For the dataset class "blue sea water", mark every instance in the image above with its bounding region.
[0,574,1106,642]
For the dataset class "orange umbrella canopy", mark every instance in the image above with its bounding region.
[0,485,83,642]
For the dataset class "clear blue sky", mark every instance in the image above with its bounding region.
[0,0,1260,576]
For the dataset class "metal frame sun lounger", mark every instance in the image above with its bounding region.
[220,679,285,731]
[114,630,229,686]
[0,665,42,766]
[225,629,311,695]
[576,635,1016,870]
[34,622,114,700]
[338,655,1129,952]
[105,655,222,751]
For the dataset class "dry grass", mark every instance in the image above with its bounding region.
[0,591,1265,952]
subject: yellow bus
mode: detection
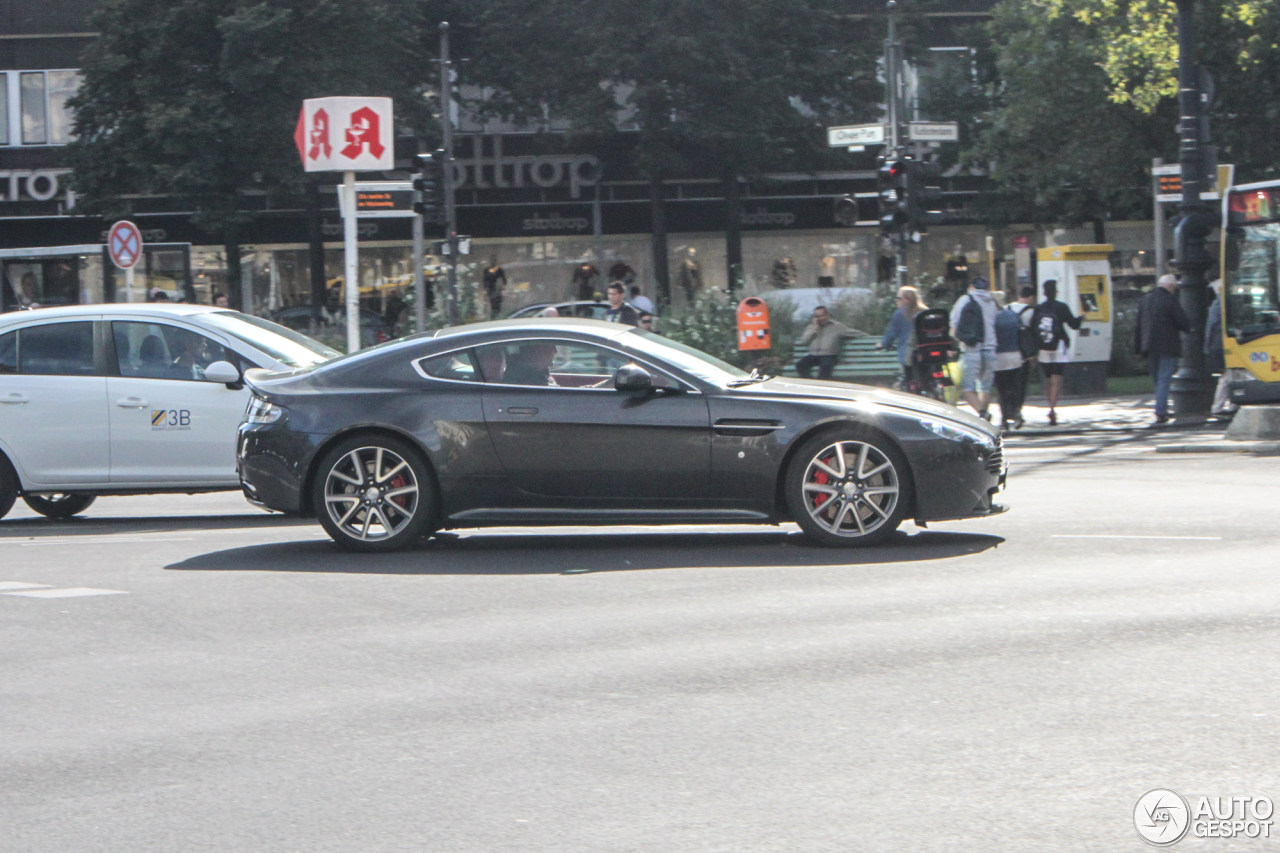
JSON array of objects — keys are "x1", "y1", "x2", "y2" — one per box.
[{"x1": 1221, "y1": 181, "x2": 1280, "y2": 403}]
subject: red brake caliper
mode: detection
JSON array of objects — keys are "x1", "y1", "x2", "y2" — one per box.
[{"x1": 813, "y1": 461, "x2": 831, "y2": 510}]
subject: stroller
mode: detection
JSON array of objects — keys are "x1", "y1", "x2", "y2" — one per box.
[{"x1": 906, "y1": 309, "x2": 956, "y2": 400}]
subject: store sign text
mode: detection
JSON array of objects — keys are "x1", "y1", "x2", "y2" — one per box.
[
  {"x1": 0, "y1": 169, "x2": 76, "y2": 204},
  {"x1": 453, "y1": 136, "x2": 604, "y2": 199}
]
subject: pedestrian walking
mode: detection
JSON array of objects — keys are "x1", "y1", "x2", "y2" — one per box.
[
  {"x1": 876, "y1": 286, "x2": 929, "y2": 384},
  {"x1": 951, "y1": 277, "x2": 1000, "y2": 420},
  {"x1": 1009, "y1": 284, "x2": 1039, "y2": 429},
  {"x1": 1204, "y1": 279, "x2": 1238, "y2": 420},
  {"x1": 1032, "y1": 278, "x2": 1083, "y2": 427},
  {"x1": 796, "y1": 305, "x2": 867, "y2": 379},
  {"x1": 1133, "y1": 275, "x2": 1192, "y2": 427},
  {"x1": 992, "y1": 292, "x2": 1025, "y2": 432}
]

☆ ☆ ☆ ☆ ☆

▶ [WHAT YOU NEED TO DO]: Return all of the material above line for line and unchanged, but leave the pictures out.

▶ [REPLY TO THE TASK]:
For the dataset class "blue sea water", mark every instance in the image above with its bounding region.
[0,574,1106,642]
For the dataset class "orange umbrella canopy", mark every instance in the image above with its bounding region.
[0,485,83,642]
For the dataset class "clear blue sky", mark every instance in the image above with its bounding region.
[0,0,1260,576]
For the dataset class "metal frame sun lounger", mark every instance in the image above with its bounding region.
[220,679,285,731]
[114,630,229,686]
[0,665,42,766]
[225,629,311,695]
[576,635,1016,870]
[34,622,114,700]
[338,655,1129,952]
[105,655,222,751]
For the dataset class "dry grass", mark every instance in the image above with its bounding region.
[0,591,1265,952]
subject: yellow bus
mode: detection
JSON array of objects — keys are "x1", "y1", "x2", "y2" — one per box.
[{"x1": 1221, "y1": 181, "x2": 1280, "y2": 403}]
subject: red brake caliper
mode: detection
JSON array of objects — keys are "x1", "y1", "x2", "y2" — one per box.
[{"x1": 813, "y1": 461, "x2": 831, "y2": 510}]
subject: stroller
mode: detection
JSON array of objects — keys are "x1", "y1", "x2", "y2" — one per box.
[{"x1": 906, "y1": 309, "x2": 956, "y2": 400}]
subject: store sign text
mode: detection
JSON array of objects — keys are "x1", "y1", "x2", "y2" — one per box.
[
  {"x1": 0, "y1": 169, "x2": 76, "y2": 204},
  {"x1": 453, "y1": 136, "x2": 604, "y2": 199}
]
subject: pedestrian walking
mode: detection
JSON array of objects — keys are "x1", "y1", "x2", "y2" — one per box.
[
  {"x1": 876, "y1": 286, "x2": 929, "y2": 384},
  {"x1": 951, "y1": 277, "x2": 1000, "y2": 420},
  {"x1": 1009, "y1": 284, "x2": 1039, "y2": 429},
  {"x1": 1204, "y1": 279, "x2": 1238, "y2": 420},
  {"x1": 1032, "y1": 278, "x2": 1083, "y2": 427},
  {"x1": 796, "y1": 305, "x2": 867, "y2": 379},
  {"x1": 1133, "y1": 275, "x2": 1192, "y2": 427},
  {"x1": 992, "y1": 292, "x2": 1025, "y2": 432}
]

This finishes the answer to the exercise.